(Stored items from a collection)
>>
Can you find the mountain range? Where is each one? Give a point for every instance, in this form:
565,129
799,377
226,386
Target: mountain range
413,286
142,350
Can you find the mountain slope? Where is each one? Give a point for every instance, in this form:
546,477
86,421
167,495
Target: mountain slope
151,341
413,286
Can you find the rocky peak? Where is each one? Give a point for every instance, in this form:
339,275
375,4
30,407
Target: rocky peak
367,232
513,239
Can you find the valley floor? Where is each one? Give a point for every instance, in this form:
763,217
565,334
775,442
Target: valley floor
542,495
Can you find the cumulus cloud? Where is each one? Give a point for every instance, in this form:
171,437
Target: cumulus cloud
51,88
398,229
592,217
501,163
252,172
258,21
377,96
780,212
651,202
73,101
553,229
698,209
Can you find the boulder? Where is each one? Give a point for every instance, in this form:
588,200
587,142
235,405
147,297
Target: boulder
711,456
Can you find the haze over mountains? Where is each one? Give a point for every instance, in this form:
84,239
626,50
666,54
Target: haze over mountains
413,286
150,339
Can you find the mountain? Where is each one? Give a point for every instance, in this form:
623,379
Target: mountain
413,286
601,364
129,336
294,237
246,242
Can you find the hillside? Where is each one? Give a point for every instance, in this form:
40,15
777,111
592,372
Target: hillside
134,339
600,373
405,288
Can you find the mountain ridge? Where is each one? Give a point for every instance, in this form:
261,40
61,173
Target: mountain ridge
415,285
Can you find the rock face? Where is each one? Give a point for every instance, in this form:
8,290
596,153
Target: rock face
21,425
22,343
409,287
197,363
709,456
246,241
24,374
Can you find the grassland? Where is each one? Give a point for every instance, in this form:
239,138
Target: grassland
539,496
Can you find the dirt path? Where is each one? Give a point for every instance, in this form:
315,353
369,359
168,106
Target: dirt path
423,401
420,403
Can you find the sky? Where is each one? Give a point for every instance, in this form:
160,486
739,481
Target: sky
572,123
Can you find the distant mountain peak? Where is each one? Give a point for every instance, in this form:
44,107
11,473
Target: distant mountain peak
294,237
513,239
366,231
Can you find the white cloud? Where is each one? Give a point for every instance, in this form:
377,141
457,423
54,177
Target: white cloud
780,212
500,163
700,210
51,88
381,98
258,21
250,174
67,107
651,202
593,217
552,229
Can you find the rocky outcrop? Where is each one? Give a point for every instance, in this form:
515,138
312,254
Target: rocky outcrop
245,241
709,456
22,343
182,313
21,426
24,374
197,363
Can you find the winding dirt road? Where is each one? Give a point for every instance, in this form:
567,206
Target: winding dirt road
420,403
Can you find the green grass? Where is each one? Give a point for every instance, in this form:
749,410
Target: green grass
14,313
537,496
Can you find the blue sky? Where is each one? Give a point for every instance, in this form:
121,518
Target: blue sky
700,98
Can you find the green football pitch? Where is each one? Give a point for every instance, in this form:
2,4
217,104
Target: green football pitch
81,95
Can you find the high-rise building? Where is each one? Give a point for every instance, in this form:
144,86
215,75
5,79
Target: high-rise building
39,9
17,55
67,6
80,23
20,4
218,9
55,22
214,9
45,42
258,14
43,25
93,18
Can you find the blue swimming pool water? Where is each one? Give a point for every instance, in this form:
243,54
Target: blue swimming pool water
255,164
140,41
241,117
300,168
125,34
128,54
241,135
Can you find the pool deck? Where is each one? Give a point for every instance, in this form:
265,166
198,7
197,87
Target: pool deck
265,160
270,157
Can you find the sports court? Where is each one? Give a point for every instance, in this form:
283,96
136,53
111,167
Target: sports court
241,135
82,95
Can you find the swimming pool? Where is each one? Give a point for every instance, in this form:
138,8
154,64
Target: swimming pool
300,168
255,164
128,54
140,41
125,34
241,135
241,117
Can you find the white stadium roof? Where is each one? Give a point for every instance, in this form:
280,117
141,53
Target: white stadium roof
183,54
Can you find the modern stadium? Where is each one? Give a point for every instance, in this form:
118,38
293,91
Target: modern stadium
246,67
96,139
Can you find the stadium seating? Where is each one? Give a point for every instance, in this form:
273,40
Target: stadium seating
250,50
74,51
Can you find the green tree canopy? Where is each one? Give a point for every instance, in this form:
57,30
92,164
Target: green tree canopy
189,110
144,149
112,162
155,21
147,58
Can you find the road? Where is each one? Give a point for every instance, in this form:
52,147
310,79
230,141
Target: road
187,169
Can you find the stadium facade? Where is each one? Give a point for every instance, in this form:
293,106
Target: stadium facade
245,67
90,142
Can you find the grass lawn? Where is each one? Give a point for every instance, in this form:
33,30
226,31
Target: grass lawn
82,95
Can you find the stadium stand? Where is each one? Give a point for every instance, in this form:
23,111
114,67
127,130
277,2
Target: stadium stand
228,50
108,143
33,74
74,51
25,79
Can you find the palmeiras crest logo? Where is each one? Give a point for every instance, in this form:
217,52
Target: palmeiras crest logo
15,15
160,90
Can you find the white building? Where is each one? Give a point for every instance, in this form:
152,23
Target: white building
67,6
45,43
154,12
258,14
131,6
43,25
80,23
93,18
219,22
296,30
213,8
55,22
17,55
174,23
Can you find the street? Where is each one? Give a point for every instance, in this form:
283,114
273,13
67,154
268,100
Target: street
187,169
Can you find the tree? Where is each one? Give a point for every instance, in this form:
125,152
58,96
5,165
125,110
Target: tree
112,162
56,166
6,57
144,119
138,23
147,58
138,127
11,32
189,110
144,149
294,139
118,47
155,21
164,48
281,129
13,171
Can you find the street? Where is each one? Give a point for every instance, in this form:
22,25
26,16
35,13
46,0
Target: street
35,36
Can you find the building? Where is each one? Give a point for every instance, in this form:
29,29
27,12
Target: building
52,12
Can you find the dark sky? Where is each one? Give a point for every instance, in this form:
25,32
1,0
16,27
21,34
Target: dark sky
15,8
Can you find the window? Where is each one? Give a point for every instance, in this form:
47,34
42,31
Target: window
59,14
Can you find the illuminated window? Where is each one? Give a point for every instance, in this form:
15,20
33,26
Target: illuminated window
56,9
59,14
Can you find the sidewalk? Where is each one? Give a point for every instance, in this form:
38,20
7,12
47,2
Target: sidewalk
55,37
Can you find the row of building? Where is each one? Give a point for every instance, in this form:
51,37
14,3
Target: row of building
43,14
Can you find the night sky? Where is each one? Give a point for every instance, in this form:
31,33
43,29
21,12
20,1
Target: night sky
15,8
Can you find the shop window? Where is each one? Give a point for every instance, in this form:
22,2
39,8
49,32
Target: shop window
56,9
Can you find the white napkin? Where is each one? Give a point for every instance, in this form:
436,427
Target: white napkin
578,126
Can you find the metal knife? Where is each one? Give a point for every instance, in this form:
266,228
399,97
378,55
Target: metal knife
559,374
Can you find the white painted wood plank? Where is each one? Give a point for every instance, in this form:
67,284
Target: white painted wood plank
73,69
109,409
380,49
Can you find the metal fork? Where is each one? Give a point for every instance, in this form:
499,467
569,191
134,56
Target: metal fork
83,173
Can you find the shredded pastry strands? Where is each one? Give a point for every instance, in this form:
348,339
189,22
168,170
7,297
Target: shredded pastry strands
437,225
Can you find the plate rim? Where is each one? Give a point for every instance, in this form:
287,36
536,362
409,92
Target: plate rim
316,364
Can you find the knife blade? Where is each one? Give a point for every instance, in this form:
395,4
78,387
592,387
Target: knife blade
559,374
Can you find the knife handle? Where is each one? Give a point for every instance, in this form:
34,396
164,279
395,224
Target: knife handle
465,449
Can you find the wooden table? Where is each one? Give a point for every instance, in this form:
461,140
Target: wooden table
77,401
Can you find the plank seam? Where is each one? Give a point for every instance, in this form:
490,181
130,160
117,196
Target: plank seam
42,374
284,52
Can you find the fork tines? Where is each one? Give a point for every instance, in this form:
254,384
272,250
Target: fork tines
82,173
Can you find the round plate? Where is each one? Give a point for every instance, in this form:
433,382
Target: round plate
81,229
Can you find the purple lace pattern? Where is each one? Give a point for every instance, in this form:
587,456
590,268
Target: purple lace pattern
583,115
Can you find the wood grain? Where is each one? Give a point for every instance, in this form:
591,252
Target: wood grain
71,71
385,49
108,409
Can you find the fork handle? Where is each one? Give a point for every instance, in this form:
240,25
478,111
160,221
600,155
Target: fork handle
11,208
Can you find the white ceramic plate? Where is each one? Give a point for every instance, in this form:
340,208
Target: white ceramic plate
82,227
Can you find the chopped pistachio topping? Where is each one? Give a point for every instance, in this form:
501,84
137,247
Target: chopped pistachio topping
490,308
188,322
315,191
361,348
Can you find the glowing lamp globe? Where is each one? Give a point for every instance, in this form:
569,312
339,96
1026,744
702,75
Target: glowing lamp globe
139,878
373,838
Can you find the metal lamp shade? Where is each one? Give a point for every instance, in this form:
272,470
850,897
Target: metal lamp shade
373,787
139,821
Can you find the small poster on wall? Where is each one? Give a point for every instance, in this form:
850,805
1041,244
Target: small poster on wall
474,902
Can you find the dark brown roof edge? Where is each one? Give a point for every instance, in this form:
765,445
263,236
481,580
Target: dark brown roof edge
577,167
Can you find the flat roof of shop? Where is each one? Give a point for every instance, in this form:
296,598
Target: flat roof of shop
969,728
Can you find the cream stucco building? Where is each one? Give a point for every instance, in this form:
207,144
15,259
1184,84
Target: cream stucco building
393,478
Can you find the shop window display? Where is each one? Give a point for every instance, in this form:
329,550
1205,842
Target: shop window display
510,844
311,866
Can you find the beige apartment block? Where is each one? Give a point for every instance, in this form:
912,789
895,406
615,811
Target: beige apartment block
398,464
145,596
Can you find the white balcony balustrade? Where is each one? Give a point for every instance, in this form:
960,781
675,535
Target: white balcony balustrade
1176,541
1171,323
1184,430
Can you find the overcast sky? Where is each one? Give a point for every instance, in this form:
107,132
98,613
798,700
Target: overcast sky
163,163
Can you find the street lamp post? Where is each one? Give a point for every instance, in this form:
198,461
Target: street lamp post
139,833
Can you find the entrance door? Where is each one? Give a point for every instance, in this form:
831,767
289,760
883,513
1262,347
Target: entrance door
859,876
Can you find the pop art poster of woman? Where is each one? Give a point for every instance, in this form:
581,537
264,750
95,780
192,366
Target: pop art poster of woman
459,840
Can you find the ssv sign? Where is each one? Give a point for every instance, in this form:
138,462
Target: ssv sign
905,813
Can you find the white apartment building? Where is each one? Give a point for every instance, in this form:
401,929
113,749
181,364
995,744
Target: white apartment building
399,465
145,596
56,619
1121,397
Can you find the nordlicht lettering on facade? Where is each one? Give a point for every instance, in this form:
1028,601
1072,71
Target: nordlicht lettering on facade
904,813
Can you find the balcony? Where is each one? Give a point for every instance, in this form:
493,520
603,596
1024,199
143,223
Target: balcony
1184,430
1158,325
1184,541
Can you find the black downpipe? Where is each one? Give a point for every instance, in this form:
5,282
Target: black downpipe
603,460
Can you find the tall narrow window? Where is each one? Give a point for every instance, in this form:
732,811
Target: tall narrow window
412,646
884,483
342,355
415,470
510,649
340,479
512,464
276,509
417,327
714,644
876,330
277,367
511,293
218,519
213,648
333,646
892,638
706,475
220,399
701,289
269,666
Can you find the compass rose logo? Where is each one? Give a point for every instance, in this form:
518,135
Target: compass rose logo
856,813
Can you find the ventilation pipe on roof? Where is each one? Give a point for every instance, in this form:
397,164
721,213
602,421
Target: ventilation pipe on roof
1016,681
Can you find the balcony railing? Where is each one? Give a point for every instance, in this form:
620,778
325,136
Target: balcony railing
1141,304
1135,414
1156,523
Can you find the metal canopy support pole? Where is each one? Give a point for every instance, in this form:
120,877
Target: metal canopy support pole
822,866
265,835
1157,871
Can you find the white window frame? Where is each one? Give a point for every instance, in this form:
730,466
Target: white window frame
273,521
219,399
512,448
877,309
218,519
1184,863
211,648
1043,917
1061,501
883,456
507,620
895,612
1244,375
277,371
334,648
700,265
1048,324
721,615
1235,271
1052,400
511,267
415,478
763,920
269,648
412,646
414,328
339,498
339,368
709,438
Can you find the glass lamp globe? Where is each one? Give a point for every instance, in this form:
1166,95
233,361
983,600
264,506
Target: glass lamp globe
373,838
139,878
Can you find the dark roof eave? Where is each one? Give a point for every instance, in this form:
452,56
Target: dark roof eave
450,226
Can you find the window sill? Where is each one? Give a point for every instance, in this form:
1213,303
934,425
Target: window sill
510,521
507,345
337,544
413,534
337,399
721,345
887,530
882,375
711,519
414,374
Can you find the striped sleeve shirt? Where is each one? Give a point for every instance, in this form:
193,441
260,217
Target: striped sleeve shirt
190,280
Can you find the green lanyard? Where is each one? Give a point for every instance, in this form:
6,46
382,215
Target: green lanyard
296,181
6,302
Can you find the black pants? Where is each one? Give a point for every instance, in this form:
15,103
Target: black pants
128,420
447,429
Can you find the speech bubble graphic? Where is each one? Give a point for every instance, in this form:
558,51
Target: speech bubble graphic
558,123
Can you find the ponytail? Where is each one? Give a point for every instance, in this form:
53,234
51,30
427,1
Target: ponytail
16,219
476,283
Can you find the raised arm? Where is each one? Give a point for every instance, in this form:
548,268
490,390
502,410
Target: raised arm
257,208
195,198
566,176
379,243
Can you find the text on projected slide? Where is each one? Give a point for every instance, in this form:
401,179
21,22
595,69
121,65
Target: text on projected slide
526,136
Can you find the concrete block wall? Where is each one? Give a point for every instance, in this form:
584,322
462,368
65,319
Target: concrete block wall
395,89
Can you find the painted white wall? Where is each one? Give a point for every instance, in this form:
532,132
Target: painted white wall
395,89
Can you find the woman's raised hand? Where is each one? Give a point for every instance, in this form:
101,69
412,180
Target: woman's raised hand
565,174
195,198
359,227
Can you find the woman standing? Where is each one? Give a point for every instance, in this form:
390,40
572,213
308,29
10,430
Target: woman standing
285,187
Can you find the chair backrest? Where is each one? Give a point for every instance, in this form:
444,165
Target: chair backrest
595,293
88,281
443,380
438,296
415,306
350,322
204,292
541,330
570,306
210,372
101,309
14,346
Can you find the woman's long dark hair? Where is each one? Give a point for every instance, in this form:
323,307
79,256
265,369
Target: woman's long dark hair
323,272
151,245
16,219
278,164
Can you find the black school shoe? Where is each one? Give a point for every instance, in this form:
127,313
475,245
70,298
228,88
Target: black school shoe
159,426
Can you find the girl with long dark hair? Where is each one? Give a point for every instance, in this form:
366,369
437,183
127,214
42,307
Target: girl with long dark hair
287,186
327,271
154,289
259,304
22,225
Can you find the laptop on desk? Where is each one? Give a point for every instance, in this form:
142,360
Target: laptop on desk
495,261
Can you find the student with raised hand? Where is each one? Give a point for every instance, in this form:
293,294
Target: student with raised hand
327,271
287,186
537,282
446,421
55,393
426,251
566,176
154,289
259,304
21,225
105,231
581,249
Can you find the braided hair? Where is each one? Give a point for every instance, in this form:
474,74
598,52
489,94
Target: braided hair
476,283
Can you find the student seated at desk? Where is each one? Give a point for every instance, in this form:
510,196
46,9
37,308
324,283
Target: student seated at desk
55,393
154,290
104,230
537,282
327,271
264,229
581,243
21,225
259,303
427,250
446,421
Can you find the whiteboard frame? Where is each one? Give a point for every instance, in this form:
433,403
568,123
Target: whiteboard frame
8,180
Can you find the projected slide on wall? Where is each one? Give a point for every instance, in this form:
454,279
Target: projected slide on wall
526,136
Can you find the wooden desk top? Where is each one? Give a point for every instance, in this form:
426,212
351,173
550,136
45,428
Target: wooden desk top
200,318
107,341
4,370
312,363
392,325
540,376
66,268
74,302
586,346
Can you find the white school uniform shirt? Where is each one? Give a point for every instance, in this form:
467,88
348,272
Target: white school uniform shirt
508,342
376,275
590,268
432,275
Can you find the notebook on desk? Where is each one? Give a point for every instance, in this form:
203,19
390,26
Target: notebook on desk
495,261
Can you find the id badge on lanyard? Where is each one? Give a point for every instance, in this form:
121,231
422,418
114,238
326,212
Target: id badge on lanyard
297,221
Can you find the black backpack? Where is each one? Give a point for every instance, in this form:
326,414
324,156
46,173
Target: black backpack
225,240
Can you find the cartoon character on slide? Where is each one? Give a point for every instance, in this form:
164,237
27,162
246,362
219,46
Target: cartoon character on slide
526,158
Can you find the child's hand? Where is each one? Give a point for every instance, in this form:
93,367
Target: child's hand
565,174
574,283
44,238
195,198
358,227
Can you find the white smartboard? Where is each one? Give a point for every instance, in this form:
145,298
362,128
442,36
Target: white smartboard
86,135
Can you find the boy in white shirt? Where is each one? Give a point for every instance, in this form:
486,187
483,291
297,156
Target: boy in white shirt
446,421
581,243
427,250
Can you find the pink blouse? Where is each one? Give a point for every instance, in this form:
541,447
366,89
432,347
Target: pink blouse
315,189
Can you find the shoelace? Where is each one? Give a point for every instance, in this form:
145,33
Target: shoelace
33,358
<<
■ **REQUIREMENT**
Your job is to print exactly the lines that run from the top of the entries through the line with "Can you find the valley", and no others.

■ **ANSWER BOX**
Can you find the mountain range? Where is each one? Give a point for every instance, in this form:
565,129
799,377
226,386
Target: mountain range
413,286
142,350
Can you find the mountain slope? Where is each one? Give a point for every instance, in this form:
546,477
86,421
167,495
Target: mountain slope
151,341
413,286
Can you find the rocky peak? Where is each one? Give a point for every instance, in this form:
339,275
375,4
30,407
Target: rocky peak
367,232
513,239
Can you find the valley floor? Where is each one? Give a point for every instance, in this form:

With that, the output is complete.